Trecho fornecido:
######

Em texto anterior, apresentei a hipótese de que o cidadão João Pacheco de Peralta, que supus “ter nascido na virada do século XVIII para o XIX”, seria um descendente de meus antepassados Cordeiro de Peralta que passaram da Bahia ao Rio de Janeiro em meados do século XVII. Esse ramo descendia do cirurgião e cristão-novo Afonso Mendes, mais conhecido como Mestre Afonso, que chegou a Salvador da Bahia com Mem de Sá, terceiro governador-geral do Brasil, em 1557. A comprovação da hipótese – ou sua refutação – dependeria das informações que eu pudesse encontrar em quatro documentos que eu soube, mediante pesquisa na plataforma Sophia, estarem disponíveis para consulta no Museu da Justiça do Rio de Janeiro. A consulta aos documentos foi agendada para 19 de agosto, quando pude ter acesso a eles e fotografá-los. Aqui apresento o que descobri pela leitura de tais documentos.
Três dos documentos eram inventários, um deles citando como inventariada uma mulher chamada Ana Maria de Azeredo, que inicialmente supus ser mãe ou esposa de João Pacheco de Peralta. O quarto documento era uma citação para que “no termo de três dias [contados a partir de 17 de agosto de 1830]” João fosse ao juízo da vila de Angra dos Reis para “dar princípio ao inventário dos bens que ficaram pelo falecimento de sua tia D. Ana Maria de Azeredo“. Essa citação esclareceu a relação entre João e Ana, embora, até então, eu desconhecesse a existência de um ramo Azeredo na linha descendente dos Cordeiro de Peralta, portanto seria necessário ler os três inventários.

######

(Dados extraídos de uma coleção)

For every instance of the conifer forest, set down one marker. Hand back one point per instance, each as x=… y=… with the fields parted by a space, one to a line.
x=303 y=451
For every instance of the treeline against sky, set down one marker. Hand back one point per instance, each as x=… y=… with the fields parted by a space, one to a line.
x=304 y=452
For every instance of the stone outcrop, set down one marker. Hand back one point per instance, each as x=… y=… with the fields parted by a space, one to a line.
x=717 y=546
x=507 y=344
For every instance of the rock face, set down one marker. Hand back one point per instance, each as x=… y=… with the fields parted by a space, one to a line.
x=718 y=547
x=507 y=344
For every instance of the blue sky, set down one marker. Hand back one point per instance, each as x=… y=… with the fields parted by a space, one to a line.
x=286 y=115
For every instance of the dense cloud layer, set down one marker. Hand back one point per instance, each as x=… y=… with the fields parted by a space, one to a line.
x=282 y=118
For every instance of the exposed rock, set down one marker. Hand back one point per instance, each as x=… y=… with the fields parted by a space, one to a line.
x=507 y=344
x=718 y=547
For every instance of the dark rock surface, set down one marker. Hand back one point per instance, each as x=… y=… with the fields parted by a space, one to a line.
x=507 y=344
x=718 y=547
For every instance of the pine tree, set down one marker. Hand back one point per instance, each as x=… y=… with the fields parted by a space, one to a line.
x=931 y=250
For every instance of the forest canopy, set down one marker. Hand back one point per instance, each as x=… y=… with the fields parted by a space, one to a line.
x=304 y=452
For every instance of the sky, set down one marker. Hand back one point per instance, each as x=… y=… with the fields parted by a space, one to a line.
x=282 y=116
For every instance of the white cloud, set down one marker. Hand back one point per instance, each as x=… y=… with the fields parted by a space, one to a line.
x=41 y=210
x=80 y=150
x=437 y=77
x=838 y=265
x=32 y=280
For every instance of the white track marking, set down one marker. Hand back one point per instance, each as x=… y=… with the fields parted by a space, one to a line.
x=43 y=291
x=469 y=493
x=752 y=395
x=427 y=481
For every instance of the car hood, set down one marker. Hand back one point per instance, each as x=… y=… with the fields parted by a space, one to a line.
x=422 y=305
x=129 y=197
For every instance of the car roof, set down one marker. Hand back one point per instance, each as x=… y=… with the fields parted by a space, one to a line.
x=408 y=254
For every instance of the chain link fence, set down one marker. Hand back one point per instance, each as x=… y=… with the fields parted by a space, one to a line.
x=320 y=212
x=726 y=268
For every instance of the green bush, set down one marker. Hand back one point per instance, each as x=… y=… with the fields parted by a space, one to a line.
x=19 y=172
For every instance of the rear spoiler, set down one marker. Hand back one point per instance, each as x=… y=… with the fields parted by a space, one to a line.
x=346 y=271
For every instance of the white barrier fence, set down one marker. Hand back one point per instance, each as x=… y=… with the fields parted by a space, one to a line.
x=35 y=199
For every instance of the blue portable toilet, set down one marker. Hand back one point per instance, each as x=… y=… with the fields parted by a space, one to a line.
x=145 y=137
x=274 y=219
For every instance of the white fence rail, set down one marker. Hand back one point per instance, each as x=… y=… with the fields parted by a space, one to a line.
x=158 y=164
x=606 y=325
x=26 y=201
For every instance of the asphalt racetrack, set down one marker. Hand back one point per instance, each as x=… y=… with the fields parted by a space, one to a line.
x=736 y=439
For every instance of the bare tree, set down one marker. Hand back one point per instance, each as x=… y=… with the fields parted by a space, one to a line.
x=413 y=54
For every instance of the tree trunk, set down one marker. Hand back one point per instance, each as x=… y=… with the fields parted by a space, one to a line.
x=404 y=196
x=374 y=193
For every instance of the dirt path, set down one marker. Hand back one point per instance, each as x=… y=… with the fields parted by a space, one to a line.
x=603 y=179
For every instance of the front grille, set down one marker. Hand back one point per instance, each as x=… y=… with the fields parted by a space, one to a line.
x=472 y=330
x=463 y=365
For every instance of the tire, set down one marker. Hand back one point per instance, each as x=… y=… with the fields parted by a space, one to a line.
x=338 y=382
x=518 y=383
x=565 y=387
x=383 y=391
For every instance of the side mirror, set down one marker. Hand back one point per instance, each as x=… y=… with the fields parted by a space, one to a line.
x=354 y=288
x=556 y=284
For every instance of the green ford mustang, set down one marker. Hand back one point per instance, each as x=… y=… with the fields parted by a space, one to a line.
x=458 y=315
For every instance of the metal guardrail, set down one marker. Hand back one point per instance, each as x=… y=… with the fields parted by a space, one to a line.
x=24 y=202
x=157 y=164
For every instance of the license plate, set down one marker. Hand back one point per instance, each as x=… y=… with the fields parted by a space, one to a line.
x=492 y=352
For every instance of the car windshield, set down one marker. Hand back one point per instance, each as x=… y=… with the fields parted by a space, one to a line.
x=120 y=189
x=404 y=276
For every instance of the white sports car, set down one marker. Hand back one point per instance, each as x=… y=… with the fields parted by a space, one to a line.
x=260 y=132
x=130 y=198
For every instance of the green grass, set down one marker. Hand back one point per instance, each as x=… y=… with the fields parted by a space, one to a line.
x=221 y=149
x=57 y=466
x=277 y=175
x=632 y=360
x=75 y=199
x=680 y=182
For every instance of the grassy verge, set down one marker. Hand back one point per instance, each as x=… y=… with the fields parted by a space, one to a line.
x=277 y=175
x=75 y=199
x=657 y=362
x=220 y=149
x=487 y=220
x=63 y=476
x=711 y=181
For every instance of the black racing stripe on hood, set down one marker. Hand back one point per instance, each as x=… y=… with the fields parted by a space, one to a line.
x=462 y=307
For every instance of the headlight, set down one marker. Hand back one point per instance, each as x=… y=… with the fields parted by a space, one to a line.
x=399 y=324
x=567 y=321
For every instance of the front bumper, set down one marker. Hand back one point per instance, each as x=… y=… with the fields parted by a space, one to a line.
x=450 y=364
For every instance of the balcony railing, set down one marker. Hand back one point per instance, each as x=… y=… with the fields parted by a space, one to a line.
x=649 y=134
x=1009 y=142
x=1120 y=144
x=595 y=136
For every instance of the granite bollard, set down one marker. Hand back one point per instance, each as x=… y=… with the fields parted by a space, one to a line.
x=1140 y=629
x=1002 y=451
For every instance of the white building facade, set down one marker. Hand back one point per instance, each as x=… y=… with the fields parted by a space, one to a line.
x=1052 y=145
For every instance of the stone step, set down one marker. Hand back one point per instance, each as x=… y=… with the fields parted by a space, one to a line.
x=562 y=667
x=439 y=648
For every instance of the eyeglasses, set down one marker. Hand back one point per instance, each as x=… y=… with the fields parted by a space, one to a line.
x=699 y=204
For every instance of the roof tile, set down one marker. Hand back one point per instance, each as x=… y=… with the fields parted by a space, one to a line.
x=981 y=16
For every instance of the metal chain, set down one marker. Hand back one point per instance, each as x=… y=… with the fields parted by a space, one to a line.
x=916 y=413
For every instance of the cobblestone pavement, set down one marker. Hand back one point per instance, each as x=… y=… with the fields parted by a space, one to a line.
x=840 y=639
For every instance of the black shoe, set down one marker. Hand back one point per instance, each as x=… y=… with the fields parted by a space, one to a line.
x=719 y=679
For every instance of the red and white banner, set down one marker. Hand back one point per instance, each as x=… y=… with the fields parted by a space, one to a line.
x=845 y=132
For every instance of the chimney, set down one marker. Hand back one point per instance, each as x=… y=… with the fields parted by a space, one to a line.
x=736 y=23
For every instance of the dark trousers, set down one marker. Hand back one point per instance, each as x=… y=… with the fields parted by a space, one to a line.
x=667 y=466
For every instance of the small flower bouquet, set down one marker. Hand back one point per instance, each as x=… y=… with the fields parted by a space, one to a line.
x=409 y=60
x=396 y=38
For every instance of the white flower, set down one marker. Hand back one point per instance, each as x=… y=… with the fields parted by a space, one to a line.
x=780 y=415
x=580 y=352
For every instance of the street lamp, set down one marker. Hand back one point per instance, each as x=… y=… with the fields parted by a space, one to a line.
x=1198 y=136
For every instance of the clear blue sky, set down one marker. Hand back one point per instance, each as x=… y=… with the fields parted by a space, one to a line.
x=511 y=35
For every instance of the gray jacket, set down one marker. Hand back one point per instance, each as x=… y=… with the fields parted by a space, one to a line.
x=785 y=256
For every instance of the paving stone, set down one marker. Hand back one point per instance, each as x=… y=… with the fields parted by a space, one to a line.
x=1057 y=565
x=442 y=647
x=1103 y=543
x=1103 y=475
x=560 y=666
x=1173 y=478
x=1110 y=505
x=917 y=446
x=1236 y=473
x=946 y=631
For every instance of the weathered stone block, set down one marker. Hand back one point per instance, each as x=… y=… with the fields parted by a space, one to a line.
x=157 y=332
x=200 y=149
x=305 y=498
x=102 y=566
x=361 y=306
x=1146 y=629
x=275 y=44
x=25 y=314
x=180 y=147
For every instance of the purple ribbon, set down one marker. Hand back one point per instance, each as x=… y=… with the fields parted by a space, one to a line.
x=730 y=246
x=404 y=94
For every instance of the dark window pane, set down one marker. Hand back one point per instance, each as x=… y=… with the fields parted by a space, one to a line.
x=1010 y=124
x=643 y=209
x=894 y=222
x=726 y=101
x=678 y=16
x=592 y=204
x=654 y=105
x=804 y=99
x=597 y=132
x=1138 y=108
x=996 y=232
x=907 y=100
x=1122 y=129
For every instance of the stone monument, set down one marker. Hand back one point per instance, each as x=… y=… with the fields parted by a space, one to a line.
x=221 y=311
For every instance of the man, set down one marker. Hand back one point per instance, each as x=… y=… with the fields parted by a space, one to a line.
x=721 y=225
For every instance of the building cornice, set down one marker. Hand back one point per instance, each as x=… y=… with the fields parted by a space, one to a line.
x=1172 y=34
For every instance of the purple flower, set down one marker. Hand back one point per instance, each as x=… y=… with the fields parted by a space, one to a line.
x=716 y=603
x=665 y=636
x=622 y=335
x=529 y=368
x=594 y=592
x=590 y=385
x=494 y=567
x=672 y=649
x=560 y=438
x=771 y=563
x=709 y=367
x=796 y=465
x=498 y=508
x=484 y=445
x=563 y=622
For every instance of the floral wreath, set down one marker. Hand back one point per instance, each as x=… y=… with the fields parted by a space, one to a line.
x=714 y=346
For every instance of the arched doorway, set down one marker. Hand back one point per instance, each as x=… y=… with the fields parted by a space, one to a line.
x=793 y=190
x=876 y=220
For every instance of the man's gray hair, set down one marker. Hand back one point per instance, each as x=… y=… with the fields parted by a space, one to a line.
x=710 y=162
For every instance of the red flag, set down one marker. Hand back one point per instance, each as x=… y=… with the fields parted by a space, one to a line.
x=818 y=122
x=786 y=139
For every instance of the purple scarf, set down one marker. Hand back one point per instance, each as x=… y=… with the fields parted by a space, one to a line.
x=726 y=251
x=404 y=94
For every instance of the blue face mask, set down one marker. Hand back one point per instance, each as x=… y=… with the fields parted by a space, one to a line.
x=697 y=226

######

Tarefa escrita A:
Edite o trecho do texto sobre a pesquisa genealógica que vai de "Três dos documentos" até "os três inventários.", trocando "inventários" por "processos de inventário".
Tarefa escrita B:
Passe para o inglês esta frase do texto sobre a pesquisa genealógica: "A consulta aos documentos foi agendada para 19 de agosto, quando pude ter acesso a eles e fotografá-los."

Solução escrita A:
Três dos documentos eram processos de inventário, um deles citando como inventariada uma mulher chamada Ana Maria de Azeredo, que inicialmente supus ser mãe ou esposa de João Pacheco de Peralta. O quarto documento era uma citação para que “no termo de três dias [contados a partir de 17 de agosto de 1830]” João fosse ao juízo da vila de Angra dos Reis para “dar princípio ao inventário dos bens que ficaram pelo falecimento de sua tia D. Ana Maria de Azeredo“. Essa citação esclareceu a relação entre João e Ana, embora, até então, eu desconhecesse a existência de um ramo Azeredo na linha descendente dos Cordeiro de Peralta, portanto seria necessário ler os três processos de inventário.

Solução escrita B:
The consultation of the documents was scheduled for August 19, when I was able to access them and photograph them.